*PROBLEM SET:*
**A)** From the passage on nonviolent struggle, extract the stretch from "Far more often, nonviolent" through "of the democrats.".
**B)** Using the passage on nonviolent struggle, answer each question:
(i) Besides conversion, which three mechanisms does the passage name?
(ii) What determines which of those mechanisms occurs?
(iii) What kind of dispute does the passage give as one often settled by accommodation?
**C)** State whether each statement agrees with the passage on nonviolent struggle. Answer yes or no and quote the words of the passage that decide it.
(i) Conversion happens in most conflicts.
(ii) A struggle to bring down a dictatorship is one where settlement by accommodation is acceptable.
(iii) In many strikes settled by accommodation, neither side gets everything it wanted.

*SOURCE:*
• • • • • • •

Though cases of conversion in nonviolent action do sometimes happen, they are rare, and in most conflicts this does not occur at all or at least not on a significant scale.
Far more often, nonviolent struggle operates by changing the conflict situation and the society so that the opponents simply cannot do as they like. It is this change that produces the other three mechanisms: accommodation, nonviolent coercion, and disintegration.
Which of these occurs depends on the degree to which the relative and absolute power relations are shifted in favor of the democrats.
If the issues are not fundamental ones, the demands of the opposition in a limited campaign are not considered threatening, and the contest of forces has altered the power relationships to some degree, the immediate conflict may be ended by reaching an agreement, a splitting of differences or compromise. This mechanism is called accommodation. Many strikes are settled in this manner, for example, with both sides attaining some of their objectives but neither achieving all it wanted. A government may perceive such a settlement to have some positive benefits, such as defusing tension, creating an impression of “fairness,” or polishing the international image of the regime. It is important, therefore, that great care be exercised in selecting the issues on which a settlement by accommodation is acceptable. A struggle to bring down a dictatorship is not one of these.

• • • • • • •

*INFORMATION SHOWN:*
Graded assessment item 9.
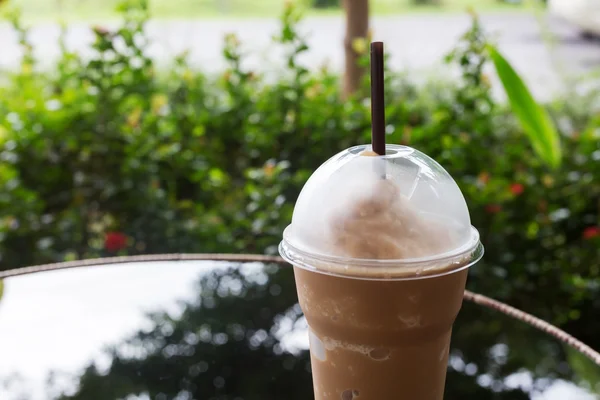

• • • • • • •

*TASK-BY-TASK SOLUTIONS:*
**A)**
Far more often, nonviolent struggle operates by changing the conflict situation and the society so that the opponents simply cannot do as they like. It is this change that produces the other three mechanisms: accommodation, nonviolent coercion, and disintegration.
Which of these occurs depends on the degree to which the relative and absolute power relations are shifted in favor of the democrats.

**B)**
(i) Accommodation, nonviolent coercion, and disintegration.
(ii) The degree to which the relative and absolute power relations are shifted in favor of the democrats.
(iii) Strikes.

**C)**
(i) No. "they are rare, and in most conflicts this does not occur at all or at least not on a significant scale"
(ii) No. "A struggle to bring down a dictatorship is not one of these."
(iii) Yes. "with both sides attaining some of their objectives but neither achieving all it wanted"